* **Reading text**
--*--

A) Just when bankruptcy reform appears headed for a certain passage in the Congress, the economic omens point to a sharp raise in

B) Even as bankruptcy reform appears headed for a certain passage in the Congress, the economic omens point to a sharp rise in

C) While the bankruptcy reform appears headed for a certain passage in the Congress, the economic omens point to a sharp rising of

D) Although the bankruptcy reform appears headed for a certain passage in the Congress, the economic omens point to a sharp rise of

E)Despite the bankruptcy reform appearing to head for a certain passage in the Congress, the economic omens point to a sharp rise in

The short version:

1) rise OF bankruptcies is not correct. A rise IN bankruptcy rates is correct.
Eliminate options C and D

2) a raise is what an American gets if her salary is increased, and that instance is pretty much the only one in which "raise" is a noun.
We should say a rise IN bankruptcies.
Eliminate option A

3) Option E is illogical (as are C and D). Despite, although, and while suggest contrast and a result that is surprising.

--*--

* **Task prompt**
Summarize the sentence-correction explanation above in two sentences.

--*--

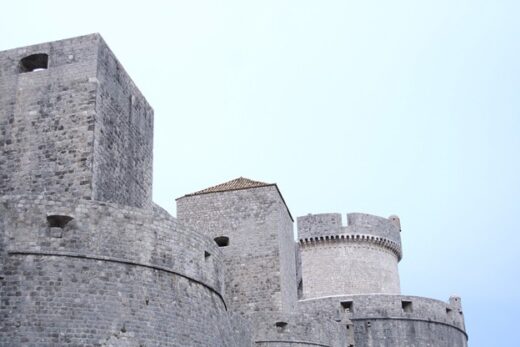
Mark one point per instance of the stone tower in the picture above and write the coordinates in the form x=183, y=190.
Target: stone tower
x=358, y=258
x=87, y=259
x=72, y=123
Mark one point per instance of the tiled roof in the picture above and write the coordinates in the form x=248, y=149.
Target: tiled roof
x=236, y=184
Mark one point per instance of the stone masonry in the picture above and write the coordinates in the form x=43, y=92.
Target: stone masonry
x=87, y=258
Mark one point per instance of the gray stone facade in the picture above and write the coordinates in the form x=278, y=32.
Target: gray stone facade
x=87, y=259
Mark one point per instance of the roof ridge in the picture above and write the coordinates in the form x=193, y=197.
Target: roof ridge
x=235, y=184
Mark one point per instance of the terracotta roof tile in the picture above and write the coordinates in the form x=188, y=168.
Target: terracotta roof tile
x=236, y=184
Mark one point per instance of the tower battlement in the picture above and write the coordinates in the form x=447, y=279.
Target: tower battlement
x=87, y=259
x=72, y=123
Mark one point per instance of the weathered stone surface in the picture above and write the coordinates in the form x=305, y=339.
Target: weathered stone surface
x=87, y=259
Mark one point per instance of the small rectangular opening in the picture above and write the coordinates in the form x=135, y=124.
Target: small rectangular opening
x=347, y=305
x=407, y=306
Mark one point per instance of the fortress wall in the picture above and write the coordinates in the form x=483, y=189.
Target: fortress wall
x=387, y=228
x=112, y=274
x=256, y=223
x=337, y=267
x=361, y=257
x=387, y=320
x=123, y=146
x=113, y=232
x=46, y=119
x=276, y=329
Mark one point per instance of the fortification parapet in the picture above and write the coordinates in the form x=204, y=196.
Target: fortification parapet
x=316, y=225
x=396, y=320
x=387, y=228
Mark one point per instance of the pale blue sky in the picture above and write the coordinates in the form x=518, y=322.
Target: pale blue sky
x=405, y=107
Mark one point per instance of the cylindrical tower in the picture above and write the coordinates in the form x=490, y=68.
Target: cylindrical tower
x=358, y=258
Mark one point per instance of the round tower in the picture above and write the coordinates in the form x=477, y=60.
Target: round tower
x=359, y=258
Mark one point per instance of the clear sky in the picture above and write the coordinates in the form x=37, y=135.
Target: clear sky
x=401, y=107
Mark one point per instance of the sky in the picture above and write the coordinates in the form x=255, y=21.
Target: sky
x=401, y=107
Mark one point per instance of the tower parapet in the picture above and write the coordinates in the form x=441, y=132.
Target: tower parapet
x=360, y=257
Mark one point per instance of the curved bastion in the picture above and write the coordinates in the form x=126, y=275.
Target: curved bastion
x=299, y=329
x=397, y=320
x=361, y=257
x=78, y=272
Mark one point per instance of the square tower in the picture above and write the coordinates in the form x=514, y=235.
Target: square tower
x=72, y=123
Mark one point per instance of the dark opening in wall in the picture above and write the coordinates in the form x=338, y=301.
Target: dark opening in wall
x=58, y=221
x=407, y=306
x=222, y=241
x=347, y=305
x=280, y=326
x=34, y=62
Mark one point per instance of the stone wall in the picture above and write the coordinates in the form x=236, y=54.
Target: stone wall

--*--

* **Task answer**
Options C and D are eliminated because "rise of" is incorrect where "rise in" is correct. Option A is eliminated because "raise" is a noun almost only for a salary increase, and option E, like C and D, is called illogical because "despite," "although," and "while" suggest contrast and a surprising result.